▶ **RAW DATA**:
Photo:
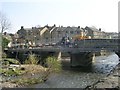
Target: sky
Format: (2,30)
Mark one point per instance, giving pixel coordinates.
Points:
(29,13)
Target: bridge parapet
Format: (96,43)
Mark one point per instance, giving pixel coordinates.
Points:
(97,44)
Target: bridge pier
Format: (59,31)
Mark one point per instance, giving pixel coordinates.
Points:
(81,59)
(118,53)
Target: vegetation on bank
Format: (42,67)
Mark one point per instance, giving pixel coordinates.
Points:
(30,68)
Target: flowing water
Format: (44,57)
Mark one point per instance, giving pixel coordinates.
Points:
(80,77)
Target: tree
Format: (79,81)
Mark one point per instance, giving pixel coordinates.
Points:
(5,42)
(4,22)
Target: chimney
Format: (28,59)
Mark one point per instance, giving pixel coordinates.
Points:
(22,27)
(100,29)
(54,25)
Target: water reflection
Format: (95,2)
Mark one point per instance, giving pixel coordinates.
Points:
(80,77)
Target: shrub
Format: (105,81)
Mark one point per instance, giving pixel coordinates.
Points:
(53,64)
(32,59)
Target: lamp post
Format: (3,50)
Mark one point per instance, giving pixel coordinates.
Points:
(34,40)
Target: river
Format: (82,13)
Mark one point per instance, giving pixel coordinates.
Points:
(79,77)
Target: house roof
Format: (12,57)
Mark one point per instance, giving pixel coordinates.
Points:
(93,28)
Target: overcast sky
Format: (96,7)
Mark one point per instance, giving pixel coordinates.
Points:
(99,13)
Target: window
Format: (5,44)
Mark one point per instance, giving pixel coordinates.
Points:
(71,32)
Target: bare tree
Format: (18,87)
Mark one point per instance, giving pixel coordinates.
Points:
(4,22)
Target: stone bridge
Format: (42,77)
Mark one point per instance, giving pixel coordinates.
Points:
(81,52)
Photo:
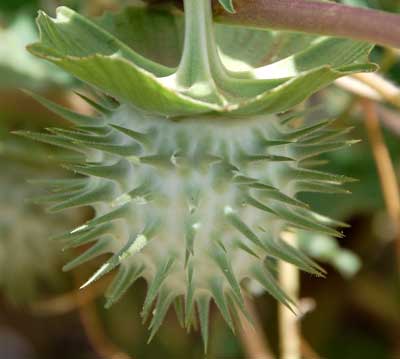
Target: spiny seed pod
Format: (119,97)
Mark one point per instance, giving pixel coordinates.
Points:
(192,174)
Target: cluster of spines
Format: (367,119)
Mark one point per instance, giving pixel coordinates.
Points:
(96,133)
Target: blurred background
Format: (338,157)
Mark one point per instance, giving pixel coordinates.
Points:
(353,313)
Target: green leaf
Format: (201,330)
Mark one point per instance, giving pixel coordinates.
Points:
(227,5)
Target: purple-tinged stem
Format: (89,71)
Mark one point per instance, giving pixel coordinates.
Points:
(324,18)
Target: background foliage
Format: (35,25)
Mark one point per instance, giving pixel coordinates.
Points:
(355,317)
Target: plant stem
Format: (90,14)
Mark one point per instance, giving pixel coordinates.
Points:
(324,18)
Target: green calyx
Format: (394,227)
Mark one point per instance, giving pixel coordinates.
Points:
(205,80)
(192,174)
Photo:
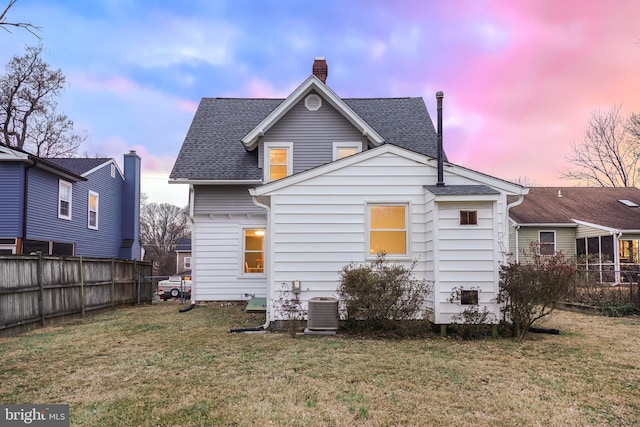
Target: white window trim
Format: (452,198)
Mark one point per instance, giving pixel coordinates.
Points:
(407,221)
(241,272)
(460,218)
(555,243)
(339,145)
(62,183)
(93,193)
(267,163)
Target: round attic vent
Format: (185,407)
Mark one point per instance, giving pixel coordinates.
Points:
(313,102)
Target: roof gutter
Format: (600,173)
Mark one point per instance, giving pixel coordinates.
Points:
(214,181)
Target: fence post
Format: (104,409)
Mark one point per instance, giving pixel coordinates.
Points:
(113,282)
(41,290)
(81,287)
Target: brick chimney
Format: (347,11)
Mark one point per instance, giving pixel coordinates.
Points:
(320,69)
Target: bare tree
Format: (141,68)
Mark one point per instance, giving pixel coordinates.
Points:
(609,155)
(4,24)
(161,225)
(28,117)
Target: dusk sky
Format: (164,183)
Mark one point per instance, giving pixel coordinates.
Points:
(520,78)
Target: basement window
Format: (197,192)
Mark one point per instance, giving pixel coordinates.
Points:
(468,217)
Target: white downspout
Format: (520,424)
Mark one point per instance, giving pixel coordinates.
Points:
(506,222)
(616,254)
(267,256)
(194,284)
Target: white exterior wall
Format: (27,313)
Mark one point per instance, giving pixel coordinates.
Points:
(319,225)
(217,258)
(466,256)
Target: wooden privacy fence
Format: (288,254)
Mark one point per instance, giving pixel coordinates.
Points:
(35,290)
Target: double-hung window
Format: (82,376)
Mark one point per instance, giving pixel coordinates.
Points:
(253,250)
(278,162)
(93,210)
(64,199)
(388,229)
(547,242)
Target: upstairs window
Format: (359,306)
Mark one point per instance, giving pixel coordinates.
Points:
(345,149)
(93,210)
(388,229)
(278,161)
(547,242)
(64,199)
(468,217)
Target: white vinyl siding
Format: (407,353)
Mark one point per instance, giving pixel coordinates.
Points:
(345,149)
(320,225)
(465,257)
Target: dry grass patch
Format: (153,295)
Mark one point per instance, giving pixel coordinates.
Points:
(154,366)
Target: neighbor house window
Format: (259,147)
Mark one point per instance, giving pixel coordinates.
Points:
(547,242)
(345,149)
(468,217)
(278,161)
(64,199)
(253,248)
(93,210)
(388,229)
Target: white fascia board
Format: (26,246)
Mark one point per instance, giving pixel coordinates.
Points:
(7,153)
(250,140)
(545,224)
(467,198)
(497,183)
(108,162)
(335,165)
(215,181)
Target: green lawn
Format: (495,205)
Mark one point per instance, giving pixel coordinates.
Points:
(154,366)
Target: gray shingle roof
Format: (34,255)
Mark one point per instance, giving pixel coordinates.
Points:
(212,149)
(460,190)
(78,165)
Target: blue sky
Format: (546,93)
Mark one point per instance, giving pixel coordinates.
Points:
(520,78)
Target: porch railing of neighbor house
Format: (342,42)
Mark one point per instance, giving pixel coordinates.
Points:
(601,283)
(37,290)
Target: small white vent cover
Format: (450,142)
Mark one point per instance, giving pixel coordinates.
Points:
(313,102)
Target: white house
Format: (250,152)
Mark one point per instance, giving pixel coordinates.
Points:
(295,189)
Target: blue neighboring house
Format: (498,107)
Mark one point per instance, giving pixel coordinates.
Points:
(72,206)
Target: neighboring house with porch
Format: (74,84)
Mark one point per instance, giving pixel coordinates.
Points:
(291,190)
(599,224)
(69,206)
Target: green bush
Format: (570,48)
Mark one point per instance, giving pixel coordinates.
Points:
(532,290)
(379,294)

...

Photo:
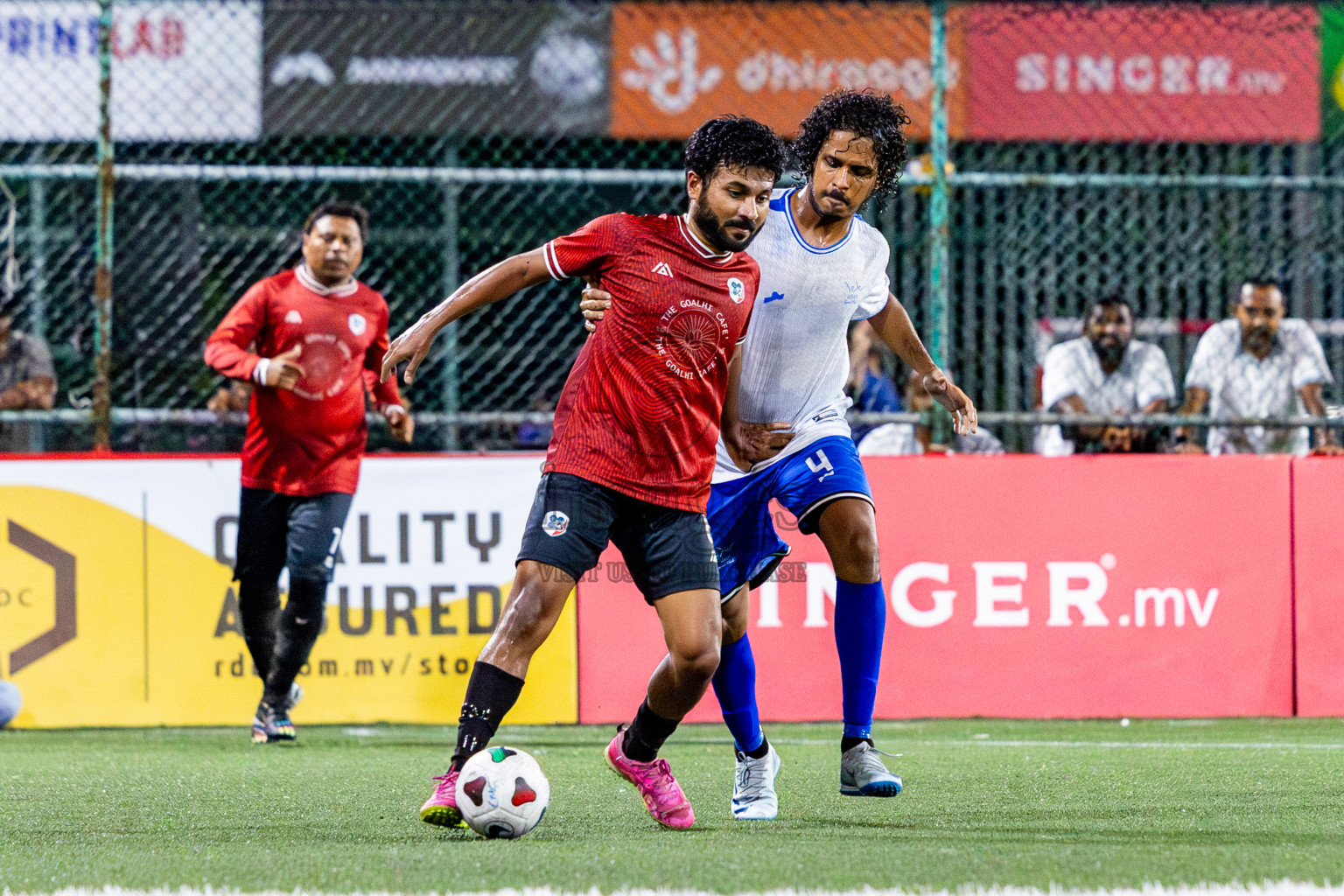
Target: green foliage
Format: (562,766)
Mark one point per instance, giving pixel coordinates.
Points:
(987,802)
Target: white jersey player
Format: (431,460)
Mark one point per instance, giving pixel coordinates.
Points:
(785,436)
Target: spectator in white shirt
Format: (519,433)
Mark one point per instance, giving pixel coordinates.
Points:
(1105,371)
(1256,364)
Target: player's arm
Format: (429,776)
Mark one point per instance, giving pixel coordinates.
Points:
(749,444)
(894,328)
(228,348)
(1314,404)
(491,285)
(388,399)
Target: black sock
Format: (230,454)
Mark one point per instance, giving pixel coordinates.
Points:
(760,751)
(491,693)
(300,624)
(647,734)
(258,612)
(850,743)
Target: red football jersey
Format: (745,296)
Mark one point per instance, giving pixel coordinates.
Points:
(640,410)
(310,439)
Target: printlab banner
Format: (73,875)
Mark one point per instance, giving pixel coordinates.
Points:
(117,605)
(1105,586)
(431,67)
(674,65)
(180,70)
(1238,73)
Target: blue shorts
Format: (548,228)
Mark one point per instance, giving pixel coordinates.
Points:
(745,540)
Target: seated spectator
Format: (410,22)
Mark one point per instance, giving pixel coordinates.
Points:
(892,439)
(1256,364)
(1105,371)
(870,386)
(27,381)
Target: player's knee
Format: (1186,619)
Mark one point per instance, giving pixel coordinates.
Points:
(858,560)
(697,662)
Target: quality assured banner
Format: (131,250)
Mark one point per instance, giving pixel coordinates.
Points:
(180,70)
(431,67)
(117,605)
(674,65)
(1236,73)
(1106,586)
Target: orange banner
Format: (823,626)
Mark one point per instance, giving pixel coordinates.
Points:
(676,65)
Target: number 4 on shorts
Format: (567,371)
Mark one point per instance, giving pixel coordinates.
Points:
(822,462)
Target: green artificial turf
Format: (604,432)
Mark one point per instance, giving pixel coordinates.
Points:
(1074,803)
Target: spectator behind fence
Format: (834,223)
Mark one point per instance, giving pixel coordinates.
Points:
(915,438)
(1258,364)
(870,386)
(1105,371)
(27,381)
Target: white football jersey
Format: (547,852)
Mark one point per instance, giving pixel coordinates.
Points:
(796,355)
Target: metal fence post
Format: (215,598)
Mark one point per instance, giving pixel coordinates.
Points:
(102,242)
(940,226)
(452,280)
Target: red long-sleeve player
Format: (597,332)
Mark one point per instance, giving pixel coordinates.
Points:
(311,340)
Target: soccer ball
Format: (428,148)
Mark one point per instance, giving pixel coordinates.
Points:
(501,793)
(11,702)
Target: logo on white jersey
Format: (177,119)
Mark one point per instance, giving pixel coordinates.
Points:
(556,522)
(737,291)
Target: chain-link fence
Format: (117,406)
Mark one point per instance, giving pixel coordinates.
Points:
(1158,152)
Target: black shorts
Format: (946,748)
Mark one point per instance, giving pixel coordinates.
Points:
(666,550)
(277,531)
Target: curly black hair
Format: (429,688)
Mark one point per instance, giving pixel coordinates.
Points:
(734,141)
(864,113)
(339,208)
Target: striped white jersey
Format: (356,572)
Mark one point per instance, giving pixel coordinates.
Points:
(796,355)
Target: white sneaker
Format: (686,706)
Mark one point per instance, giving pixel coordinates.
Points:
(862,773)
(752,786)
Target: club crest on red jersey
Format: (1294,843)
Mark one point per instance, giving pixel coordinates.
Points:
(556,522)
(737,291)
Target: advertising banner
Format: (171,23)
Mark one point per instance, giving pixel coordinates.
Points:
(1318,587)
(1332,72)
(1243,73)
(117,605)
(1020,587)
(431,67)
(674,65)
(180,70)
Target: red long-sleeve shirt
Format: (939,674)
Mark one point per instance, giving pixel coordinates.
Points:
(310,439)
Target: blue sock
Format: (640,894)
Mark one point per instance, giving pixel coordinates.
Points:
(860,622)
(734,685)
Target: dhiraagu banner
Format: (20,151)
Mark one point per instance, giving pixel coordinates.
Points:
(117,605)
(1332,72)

---

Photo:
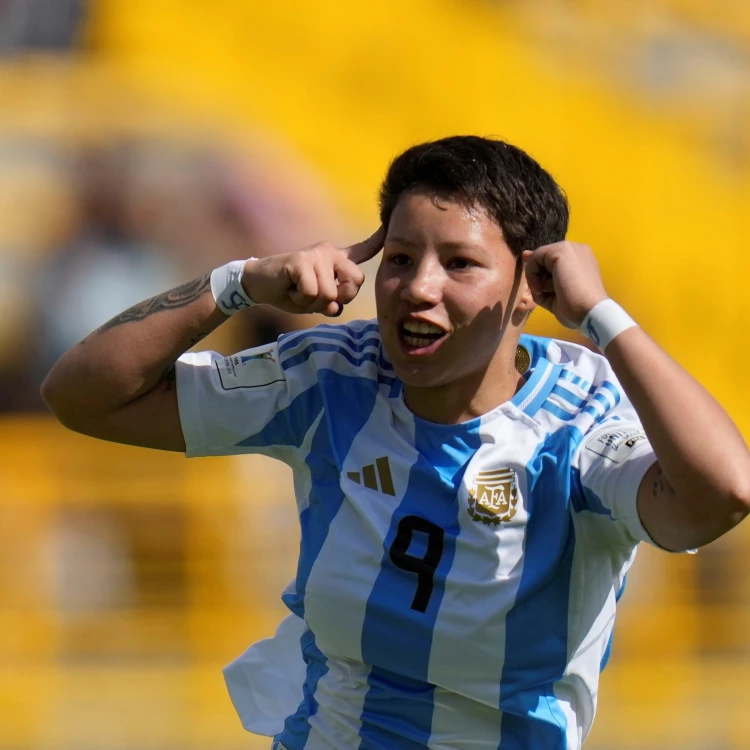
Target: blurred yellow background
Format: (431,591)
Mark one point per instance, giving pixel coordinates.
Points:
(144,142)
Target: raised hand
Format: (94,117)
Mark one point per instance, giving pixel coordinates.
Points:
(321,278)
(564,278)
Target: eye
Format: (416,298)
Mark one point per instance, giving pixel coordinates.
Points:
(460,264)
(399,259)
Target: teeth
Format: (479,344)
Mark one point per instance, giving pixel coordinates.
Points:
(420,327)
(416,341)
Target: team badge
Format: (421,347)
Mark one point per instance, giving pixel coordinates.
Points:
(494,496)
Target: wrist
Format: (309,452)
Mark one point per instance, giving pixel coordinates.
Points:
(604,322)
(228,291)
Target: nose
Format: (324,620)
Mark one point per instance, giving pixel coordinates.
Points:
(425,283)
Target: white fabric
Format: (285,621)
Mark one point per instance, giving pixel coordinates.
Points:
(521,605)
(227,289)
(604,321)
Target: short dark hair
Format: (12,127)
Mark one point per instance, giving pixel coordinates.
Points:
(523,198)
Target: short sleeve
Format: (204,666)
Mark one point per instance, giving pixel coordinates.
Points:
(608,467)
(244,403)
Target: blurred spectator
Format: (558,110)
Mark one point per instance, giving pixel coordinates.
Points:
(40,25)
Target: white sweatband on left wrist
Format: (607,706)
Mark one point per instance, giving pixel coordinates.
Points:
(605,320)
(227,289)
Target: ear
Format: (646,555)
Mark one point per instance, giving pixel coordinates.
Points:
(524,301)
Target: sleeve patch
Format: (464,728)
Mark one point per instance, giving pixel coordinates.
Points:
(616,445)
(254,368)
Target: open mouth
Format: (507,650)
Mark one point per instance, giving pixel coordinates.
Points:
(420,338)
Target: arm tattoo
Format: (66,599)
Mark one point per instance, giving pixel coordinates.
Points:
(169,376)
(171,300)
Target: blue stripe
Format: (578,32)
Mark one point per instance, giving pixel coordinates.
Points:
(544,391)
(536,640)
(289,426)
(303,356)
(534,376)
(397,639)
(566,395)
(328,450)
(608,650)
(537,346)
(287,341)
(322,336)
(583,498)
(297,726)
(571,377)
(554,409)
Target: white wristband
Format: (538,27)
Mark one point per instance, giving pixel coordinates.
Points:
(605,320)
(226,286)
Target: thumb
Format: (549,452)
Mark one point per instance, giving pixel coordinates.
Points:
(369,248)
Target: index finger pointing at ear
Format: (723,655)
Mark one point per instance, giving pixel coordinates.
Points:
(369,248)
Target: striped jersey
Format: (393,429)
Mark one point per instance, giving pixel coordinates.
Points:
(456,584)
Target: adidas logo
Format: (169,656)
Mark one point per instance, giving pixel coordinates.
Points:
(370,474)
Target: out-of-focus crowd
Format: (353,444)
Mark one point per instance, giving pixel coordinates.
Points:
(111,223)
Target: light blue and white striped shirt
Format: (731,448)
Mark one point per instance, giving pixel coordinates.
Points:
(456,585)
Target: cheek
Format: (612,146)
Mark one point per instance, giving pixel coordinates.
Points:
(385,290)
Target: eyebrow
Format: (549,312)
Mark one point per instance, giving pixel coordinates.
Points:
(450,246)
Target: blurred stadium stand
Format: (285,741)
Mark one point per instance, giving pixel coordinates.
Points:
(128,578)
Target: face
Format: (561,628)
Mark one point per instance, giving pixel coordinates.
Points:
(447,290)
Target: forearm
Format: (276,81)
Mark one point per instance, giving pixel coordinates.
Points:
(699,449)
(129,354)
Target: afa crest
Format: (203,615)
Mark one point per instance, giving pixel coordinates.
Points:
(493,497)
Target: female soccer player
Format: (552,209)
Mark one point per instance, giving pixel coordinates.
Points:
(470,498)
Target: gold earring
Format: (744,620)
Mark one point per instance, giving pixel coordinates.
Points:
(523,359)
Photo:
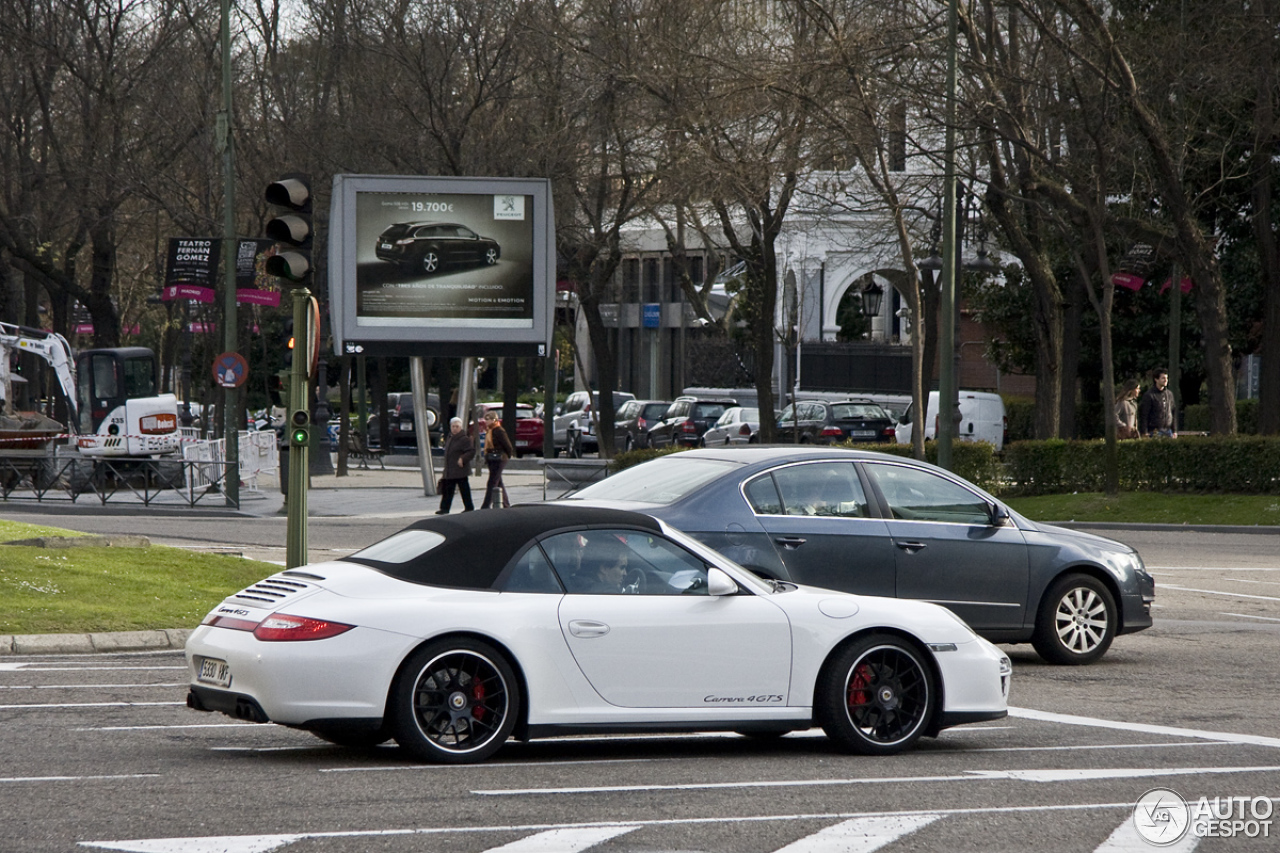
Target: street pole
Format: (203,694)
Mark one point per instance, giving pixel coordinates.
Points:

▶ **SHORT PROBLEM**: Pick out every line in the rows above that contains the word "soccer". Case matters, so skip any line where it appears with different capitalization.

▶ **WORKED SOLUTION**:
Target: soccer ball
Target: female soccer player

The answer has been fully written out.